■ **Document section**
⁂

Terraform and OpenTofu support labels beginning with utf-8

When I use terraform plan -generate-config-out="generated.tf" followed by terraform init and terraform apply it works with the special characters in the identifier, so Terraform supports it but hcl-rs doesn't D:

# __generated__ by Terraform
# Please review these resources and move them into your main configuration files.

# __generated__ by Terraform from "omitted"
resource "azuread_group" "écurité" {
  administrative_unit_ids    = []
  assignable_to_role         = false
  auto_subscribe_new_members = false
  ...
Do you want to perform these actions?
  OpenTofu will perform the actions described above.
  Only 'yes' will be accepted to approve.

  Enter a value: yes
azuread_group.écurité: Importing... [id=omitted]
azuread_group.écurité: Import complete [id=omitted]

Apply complete! Resources: 1 imported, 0 added, 0 changed, 0 destroyed.

also tried

    #[test]
    fn utf8_problem2() {
        let text = r#"
            locals {
                é = 4
            }
            output "ééé" {
            value = local.é
            }
        "#;
        let _body: Body = text.parse().unwrap();
    }

is_id_start and is_id_continue filter out non-utf8: Utf8Error { valid_up_to: 0, error_len: None }

rust\ignore\processed on  main [!] via 💠 default on 󰠅 OPSScSub
❯ terraform validate
Success! The configuration is valid.


rust\ignore\processed on  main [!] via 💠 default on 󰠅 OPSScSub
❯ terraform apply

Changes to Outputs:
  + ééé    = 4

You can apply this plan to save these new output values to the Terraform state, without changing any real infrastructure.

⁂

■ **Dataset excerpt**
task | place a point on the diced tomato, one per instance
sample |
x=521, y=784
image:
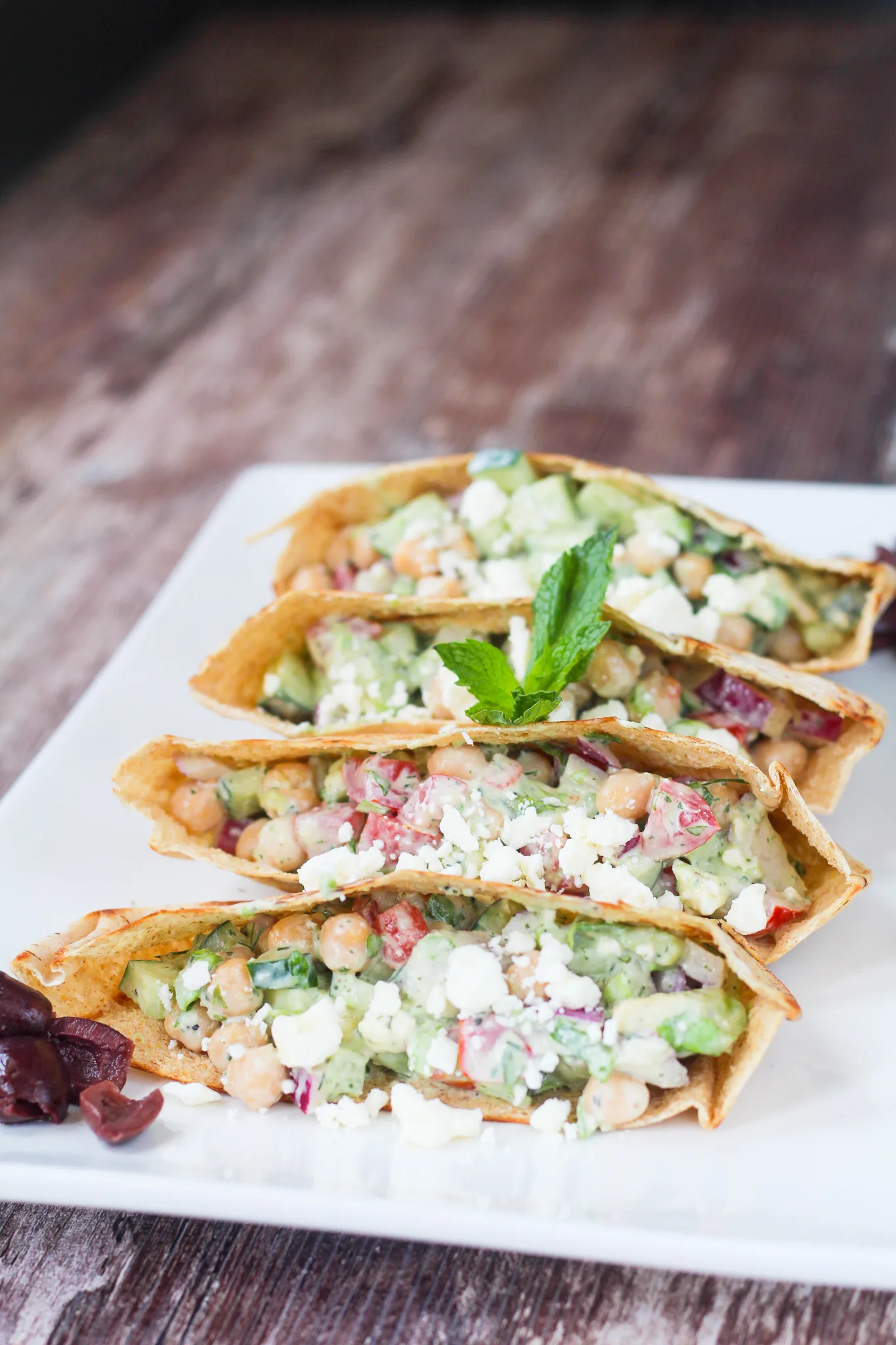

⁂

■ **Tasks to carry out**
a) According to the post about UTF-8 labels in Terraform, which two functions filter out the non-UTF-8 characters?
b) Retype the part of the post about UTF-8 labels in Terraform starting with "is_id_start and is_id_continue" and going on through "configuration is valid.".
c) Write what comes next in the post about UTF-8 labels in Terraform, picking up after its final sentence.

■ **Answers to each task**
a) is_id_start and is_id_continue

b)
is_id_start and is_id_continue filter out non-utf8: Utf8Error { valid_up_to: 0, error_len: None }

rust\ignore\processed on  main [!] via 💠 default on 󰠅 OPSScSub
❯ terraform validate
Success! The configuration is valid.

c)
Do you want to perform these actions?
  Terraform will perform the actions described above.
  Only 'yes' will be accepted to approve.

  Enter a value: yes


Apply complete! Resources: 0 added, 0 changed, 0 destroyed.

Outputs:

ééé = 4

crates:

  • hcl-rs v0.17.2
  • hcl-edit v0.8.0
  • unicode-ident v1.0.12
❯ terraform -version 
Terraform v1.5.7
on windows_amd64
❯ tofu -version     
OpenTofu v1.6.2
on windows_amd64

relevant:

let (ident, ident_span) = cut_str_ident.with_span().parse_next(input)?;

pub(super) fn cut_str_ident<'a>(input: &mut Input<'a>) -> PResult<&'a str> {
cut_err(str_ident)
.context(StrContext::Expected(StrContextValue::Description(
"identifier",
)))
.parse_next(input)
}

pub(super) fn str_ident<'a>(input: &mut Input<'a>) -> PResult<&'a str> {
(one_of(is_id_start), take_while(0.., is_id_continue))
.recognize()
.map(|s: &[u8]| unsafe {
from_utf8_unchecked(s, "`is_id_start` and `is_id_continue` filter out non-utf8")
})
.parse_next(input)
}

/// Determines if `ch` is a valid HCL identifier start character.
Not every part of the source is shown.